Items listed in a dataset:
• • • •

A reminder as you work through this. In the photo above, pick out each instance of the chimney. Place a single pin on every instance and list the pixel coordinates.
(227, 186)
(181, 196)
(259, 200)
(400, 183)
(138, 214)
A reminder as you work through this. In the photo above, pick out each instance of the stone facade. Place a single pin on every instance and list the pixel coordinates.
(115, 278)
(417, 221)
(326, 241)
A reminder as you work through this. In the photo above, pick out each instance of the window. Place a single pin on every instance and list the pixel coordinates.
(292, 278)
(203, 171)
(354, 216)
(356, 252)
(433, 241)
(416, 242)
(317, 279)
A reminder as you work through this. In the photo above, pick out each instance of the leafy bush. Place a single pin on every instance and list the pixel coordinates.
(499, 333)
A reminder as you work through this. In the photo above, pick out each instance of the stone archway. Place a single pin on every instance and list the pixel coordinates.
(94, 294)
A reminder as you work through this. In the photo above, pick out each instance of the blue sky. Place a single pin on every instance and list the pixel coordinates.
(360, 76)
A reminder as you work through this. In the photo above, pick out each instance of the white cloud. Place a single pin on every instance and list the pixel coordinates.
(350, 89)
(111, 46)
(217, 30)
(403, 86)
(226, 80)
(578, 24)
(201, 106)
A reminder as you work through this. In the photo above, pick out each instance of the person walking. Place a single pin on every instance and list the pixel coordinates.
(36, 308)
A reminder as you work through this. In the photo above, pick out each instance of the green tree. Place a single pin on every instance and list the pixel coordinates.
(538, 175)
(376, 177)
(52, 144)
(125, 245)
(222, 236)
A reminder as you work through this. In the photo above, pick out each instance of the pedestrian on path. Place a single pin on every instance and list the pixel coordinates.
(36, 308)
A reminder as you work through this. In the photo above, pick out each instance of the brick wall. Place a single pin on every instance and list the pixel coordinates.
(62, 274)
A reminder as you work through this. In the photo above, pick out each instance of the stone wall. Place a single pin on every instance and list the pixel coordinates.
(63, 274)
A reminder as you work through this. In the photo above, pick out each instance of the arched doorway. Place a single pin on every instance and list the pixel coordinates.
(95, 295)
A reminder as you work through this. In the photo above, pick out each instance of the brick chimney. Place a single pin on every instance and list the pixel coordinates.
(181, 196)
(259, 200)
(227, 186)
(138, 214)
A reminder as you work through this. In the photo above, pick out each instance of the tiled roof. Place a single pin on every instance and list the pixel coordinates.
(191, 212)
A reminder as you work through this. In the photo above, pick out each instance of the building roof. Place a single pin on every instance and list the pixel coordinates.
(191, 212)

• • • •

> [GIVEN TASK]: Render the records above as a numbered list, one line per record, leaving out any blank lines.

> [OUTPUT]:
1. A reminder as you work through this. In the photo above, pick out each instance of the chimney. Place a single pin on every instance and list the pixel coordinates.
2. (227, 186)
3. (181, 196)
4. (259, 200)
5. (400, 183)
6. (138, 214)
7. A reminder as you work through this. In the photo above, pick out each instance of the stone facade. Place a single pin on every instance and list the pixel coordinates.
8. (115, 278)
9. (417, 221)
10. (326, 241)
11. A reminder as you work through this. In the photo above, pick out each instance of the window. Place a single pin on every instance and list the pixel coordinates.
12. (292, 278)
13. (203, 171)
14. (354, 216)
15. (356, 252)
16. (433, 241)
17. (416, 242)
18. (317, 279)
19. A reminder as you work through this. In the photo above, pick out each instance of the leafy bush. Place a single pin on every instance and list the pixel coordinates.
20. (499, 333)
21. A reminder as you work through this. In the photo above, pick out each instance of the stone archway. Place a single pin on every instance and list the pixel coordinates.
22. (94, 294)
23. A reminder as you work through this. In the photo above, pick out each instance of the blue sky. Place a single pin on every instance and list the pixel coordinates.
24. (360, 76)
25. A reminder as you work through this. In the photo above, pick out each instance of the white cloud. Place a single pin on every instance and list the pixel coordinates.
26. (350, 89)
27. (111, 46)
28. (217, 30)
29. (403, 86)
30. (226, 80)
31. (578, 24)
32. (201, 106)
33. A reminder as you work through this. In the photo above, pick out each instance of the person walking. Place a single pin on every instance and list the pixel coordinates.
34. (36, 308)
35. A reminder as you work through this. In the photo above, pick out each instance of the green tree. Place a single pin on every instance and list the pixel coordinates.
36. (538, 175)
37. (376, 177)
38. (52, 144)
39. (125, 245)
40. (222, 236)
41. A reminder as you work through this. In the photo above, pick out each instance of the pedestrian on path. Place a single pin on every instance and list the pixel coordinates.
42. (36, 308)
43. A reminder as you work through this. In the photo above, pick out each instance of the brick wall. Place a single pin on every instance and list the pixel coordinates.
44. (62, 274)
45. A reminder as you work through this. In the photo above, pick out each instance of the stone wall. Place a single pin on every instance and list the pixel coordinates.
46. (63, 274)
47. A reminder as you work through this. In the photo above, pick out each instance of the arched doorway. Place a single pin on every instance and list the pixel coordinates.
48. (95, 295)
49. A reminder as you work through this. In the photo above, pick out each instance of the brick chimney. Place a single pin on every instance and list the pixel coordinates.
50. (181, 196)
51. (259, 200)
52. (227, 186)
53. (138, 214)
54. A reminder as you work through this. In the photo above, pick out each instance of the tiled roof. Place a single pin on every instance and list the pixel coordinates.
55. (191, 212)
56. A reminder as you work through this. In the photo above, pick out each instance of the building roof. Place a single pin on every instance and list the pixel coordinates.
57. (191, 212)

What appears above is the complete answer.